DATA IN THIS EXERCISE:
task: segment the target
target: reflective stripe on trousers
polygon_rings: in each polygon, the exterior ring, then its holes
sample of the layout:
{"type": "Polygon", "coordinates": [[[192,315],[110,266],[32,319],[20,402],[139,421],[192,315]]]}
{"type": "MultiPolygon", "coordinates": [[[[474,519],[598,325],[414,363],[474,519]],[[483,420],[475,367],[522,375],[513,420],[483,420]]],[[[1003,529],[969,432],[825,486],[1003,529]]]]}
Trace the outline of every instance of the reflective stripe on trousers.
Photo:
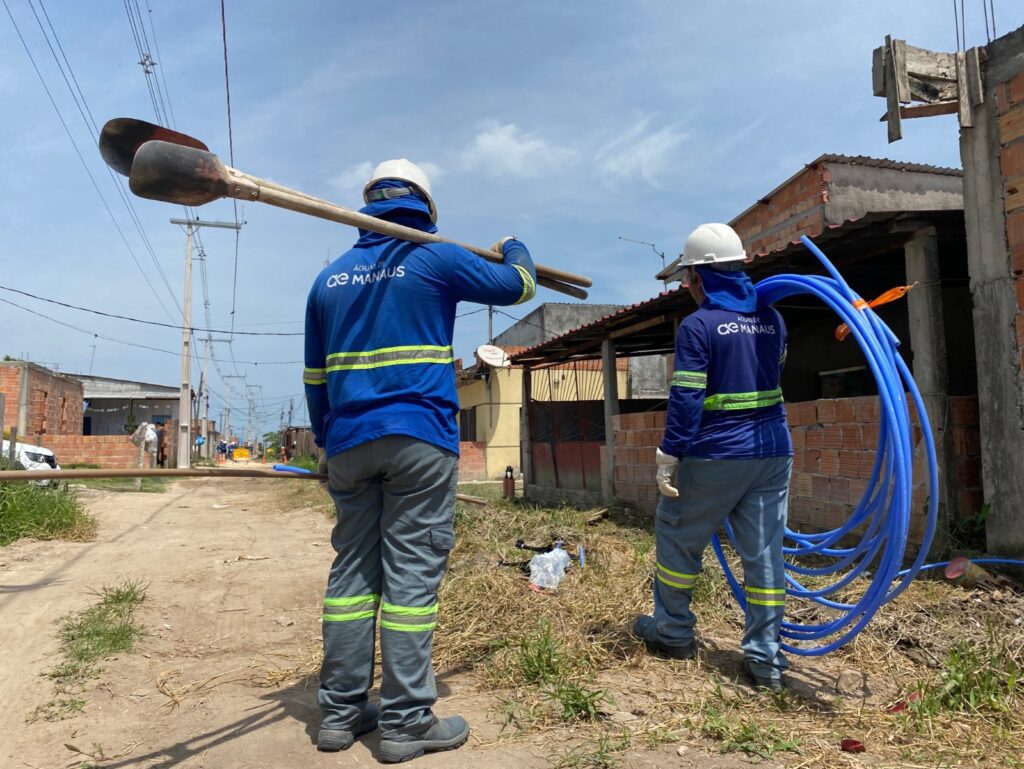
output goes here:
{"type": "Polygon", "coordinates": [[[785,604],[782,537],[792,466],[788,457],[680,461],[680,495],[662,498],[654,524],[654,622],[666,643],[682,646],[693,640],[693,586],[703,551],[728,516],[749,586],[743,656],[758,675],[777,676],[788,666],[779,631],[785,604]]]}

SET PROBLEM:
Reproduce the records above line for line, with every character unchanged, but leave out the picture.

TASK OUTPUT:
task: segment the target
target: reflective stripe on trousers
polygon_rings: in each polygon, the exterior ring, then its holes
sample of the layout:
{"type": "Polygon", "coordinates": [[[192,315],[110,266],[32,319],[20,402],[139,421],[192,315]]]}
{"type": "MultiPolygon", "coordinates": [[[[474,519],[598,325],[414,363],[474,519]],[[483,420],[475,367],[522,375],[513,420],[483,420]]],[[[1003,529],[969,432],[825,486],[1003,529]]]]}
Trace the outline of every instance of the reflective stripe on trousers.
Photo:
output goes here:
{"type": "Polygon", "coordinates": [[[785,604],[782,537],[792,466],[788,457],[680,461],[680,495],[662,498],[654,524],[654,622],[666,643],[682,646],[693,640],[693,586],[703,551],[728,516],[749,586],[743,656],[758,675],[777,676],[788,666],[779,631],[785,604]]]}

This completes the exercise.